- _Work to complete_
Report how many lines in the material below contain the string "white", matching case exactly. Give only the number.

- _Given entries_
━━━━━━

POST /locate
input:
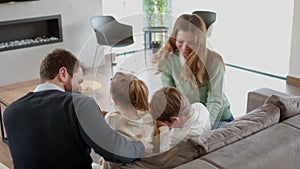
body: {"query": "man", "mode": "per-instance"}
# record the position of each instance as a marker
(54, 127)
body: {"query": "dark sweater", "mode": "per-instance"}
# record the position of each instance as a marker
(55, 129)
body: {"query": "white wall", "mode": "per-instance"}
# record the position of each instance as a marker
(253, 33)
(294, 70)
(23, 64)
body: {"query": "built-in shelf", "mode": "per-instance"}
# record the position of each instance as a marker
(23, 33)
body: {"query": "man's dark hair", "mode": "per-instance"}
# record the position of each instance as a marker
(54, 61)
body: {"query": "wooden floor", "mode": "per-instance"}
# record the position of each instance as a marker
(237, 84)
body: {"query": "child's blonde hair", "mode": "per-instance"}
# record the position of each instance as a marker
(168, 102)
(129, 91)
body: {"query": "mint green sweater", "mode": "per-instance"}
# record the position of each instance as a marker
(210, 93)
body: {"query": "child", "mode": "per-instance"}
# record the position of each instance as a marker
(176, 118)
(132, 120)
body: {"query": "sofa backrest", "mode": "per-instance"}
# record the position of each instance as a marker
(253, 122)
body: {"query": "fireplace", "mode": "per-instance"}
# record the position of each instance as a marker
(23, 33)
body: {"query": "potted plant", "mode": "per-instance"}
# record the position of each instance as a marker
(157, 20)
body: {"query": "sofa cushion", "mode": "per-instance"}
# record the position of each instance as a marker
(254, 121)
(180, 154)
(293, 121)
(276, 147)
(289, 106)
(198, 163)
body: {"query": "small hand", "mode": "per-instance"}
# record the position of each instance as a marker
(161, 123)
(148, 145)
(104, 112)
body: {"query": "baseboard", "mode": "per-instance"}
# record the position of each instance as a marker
(293, 81)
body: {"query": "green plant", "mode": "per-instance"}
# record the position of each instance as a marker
(157, 12)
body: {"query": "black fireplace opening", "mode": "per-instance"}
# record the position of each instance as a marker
(30, 32)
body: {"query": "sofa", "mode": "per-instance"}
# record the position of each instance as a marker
(267, 137)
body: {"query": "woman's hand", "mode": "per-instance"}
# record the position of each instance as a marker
(161, 123)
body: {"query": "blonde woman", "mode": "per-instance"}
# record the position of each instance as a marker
(176, 119)
(132, 120)
(187, 64)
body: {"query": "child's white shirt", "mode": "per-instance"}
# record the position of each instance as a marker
(193, 128)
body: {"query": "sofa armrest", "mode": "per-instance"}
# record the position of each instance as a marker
(258, 97)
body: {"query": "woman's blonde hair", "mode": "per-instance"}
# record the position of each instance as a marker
(129, 91)
(168, 102)
(197, 62)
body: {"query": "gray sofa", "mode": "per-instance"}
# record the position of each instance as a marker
(268, 137)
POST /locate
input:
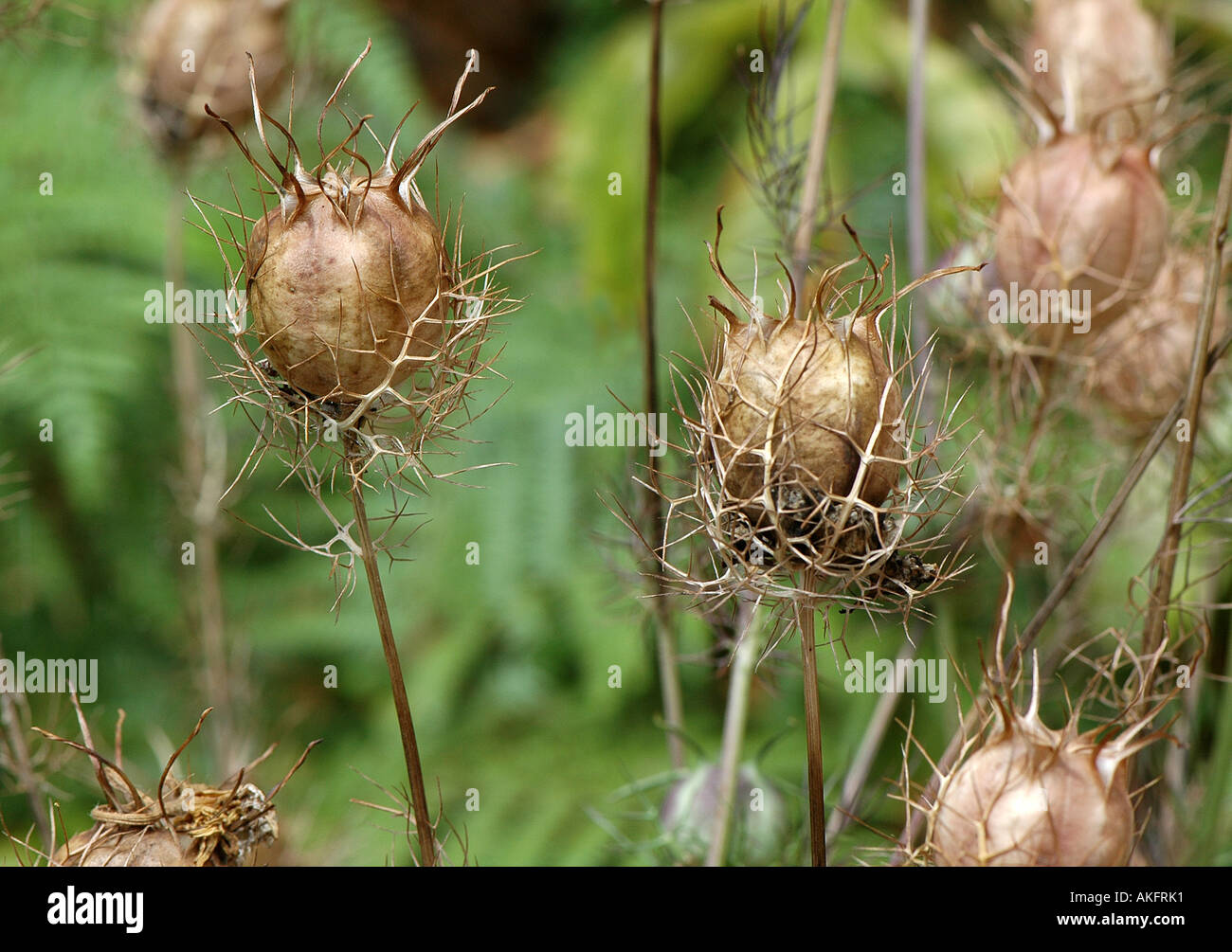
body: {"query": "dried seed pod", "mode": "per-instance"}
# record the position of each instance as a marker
(107, 845)
(760, 825)
(202, 825)
(1142, 364)
(1097, 61)
(1083, 230)
(346, 282)
(181, 824)
(1031, 796)
(189, 53)
(802, 399)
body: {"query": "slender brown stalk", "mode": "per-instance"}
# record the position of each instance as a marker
(824, 111)
(15, 755)
(916, 218)
(1166, 557)
(861, 763)
(734, 718)
(402, 705)
(813, 729)
(201, 491)
(652, 500)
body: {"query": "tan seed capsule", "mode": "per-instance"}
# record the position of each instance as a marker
(346, 287)
(802, 399)
(1080, 229)
(192, 52)
(1097, 62)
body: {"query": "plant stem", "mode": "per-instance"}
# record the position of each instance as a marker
(664, 633)
(1166, 557)
(824, 111)
(201, 493)
(865, 755)
(916, 220)
(813, 730)
(402, 705)
(734, 718)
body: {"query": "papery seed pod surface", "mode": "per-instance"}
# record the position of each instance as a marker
(118, 846)
(346, 287)
(760, 825)
(1035, 797)
(808, 394)
(1112, 54)
(193, 52)
(1082, 218)
(1141, 366)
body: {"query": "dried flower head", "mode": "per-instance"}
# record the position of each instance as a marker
(1141, 364)
(191, 52)
(1033, 796)
(1084, 225)
(1099, 63)
(804, 451)
(181, 824)
(368, 323)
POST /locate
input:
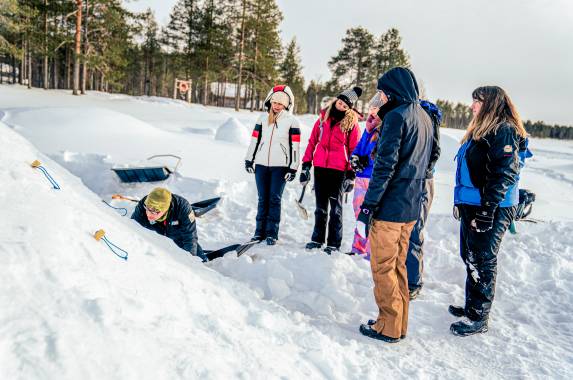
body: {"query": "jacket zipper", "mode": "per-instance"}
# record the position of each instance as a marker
(271, 144)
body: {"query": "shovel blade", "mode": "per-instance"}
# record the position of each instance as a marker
(302, 211)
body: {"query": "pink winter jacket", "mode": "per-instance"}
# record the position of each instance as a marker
(334, 148)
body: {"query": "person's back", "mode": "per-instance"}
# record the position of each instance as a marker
(403, 154)
(393, 199)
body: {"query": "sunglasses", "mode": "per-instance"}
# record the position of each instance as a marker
(152, 210)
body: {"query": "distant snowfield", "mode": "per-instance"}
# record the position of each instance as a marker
(71, 309)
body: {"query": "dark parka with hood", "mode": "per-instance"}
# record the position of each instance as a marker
(179, 225)
(403, 157)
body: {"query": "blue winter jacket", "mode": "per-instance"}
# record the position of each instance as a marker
(488, 170)
(403, 151)
(364, 148)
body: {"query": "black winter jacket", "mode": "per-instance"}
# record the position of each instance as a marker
(179, 225)
(403, 157)
(493, 163)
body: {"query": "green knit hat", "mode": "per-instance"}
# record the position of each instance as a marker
(159, 199)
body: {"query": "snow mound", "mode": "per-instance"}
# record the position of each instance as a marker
(233, 131)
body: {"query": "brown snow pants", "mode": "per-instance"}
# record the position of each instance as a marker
(389, 248)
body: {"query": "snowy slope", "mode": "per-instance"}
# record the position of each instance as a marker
(71, 309)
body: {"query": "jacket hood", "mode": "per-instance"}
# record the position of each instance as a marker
(400, 85)
(280, 88)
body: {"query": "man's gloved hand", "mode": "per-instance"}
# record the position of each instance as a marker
(483, 221)
(291, 174)
(305, 173)
(355, 163)
(363, 221)
(348, 184)
(249, 167)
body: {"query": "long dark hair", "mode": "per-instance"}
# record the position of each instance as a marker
(497, 108)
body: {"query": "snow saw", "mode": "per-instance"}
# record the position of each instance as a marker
(301, 210)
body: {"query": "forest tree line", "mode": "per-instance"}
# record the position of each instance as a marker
(84, 45)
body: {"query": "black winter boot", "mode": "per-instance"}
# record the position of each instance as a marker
(457, 311)
(468, 327)
(371, 333)
(371, 322)
(313, 245)
(329, 250)
(414, 293)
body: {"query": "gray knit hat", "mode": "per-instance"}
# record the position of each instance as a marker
(350, 96)
(375, 102)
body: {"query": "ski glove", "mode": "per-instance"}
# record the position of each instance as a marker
(363, 221)
(355, 163)
(305, 173)
(359, 163)
(348, 184)
(291, 174)
(249, 167)
(483, 221)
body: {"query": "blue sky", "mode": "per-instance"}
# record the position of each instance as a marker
(524, 46)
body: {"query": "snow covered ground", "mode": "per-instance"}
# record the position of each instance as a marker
(71, 309)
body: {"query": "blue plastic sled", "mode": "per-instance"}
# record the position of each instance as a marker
(147, 173)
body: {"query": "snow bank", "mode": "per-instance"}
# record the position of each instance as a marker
(71, 309)
(233, 131)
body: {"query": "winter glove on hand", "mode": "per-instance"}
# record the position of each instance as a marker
(483, 221)
(363, 221)
(355, 163)
(291, 174)
(249, 167)
(364, 161)
(305, 173)
(348, 184)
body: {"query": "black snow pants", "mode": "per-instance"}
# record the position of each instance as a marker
(328, 190)
(270, 186)
(479, 252)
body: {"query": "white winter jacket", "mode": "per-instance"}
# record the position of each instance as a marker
(276, 144)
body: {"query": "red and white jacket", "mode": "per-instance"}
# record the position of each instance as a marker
(277, 144)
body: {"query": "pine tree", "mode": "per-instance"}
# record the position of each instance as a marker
(351, 65)
(291, 74)
(389, 53)
(214, 45)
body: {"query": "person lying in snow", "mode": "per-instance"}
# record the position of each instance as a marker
(171, 215)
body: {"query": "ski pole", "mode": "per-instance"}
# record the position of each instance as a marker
(122, 197)
(100, 235)
(38, 165)
(122, 209)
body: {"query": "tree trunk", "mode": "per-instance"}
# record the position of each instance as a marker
(241, 50)
(86, 50)
(13, 70)
(77, 50)
(45, 66)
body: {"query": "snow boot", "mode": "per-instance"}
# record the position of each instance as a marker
(457, 311)
(371, 333)
(313, 245)
(329, 250)
(414, 293)
(468, 327)
(371, 322)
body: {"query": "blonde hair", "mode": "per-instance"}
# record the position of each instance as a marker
(497, 108)
(349, 120)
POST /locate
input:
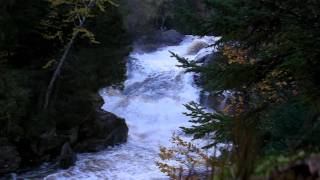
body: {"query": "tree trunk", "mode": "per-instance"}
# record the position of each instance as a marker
(62, 60)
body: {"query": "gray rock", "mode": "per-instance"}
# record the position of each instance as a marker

━━━━━━

- _Answer to the task_
4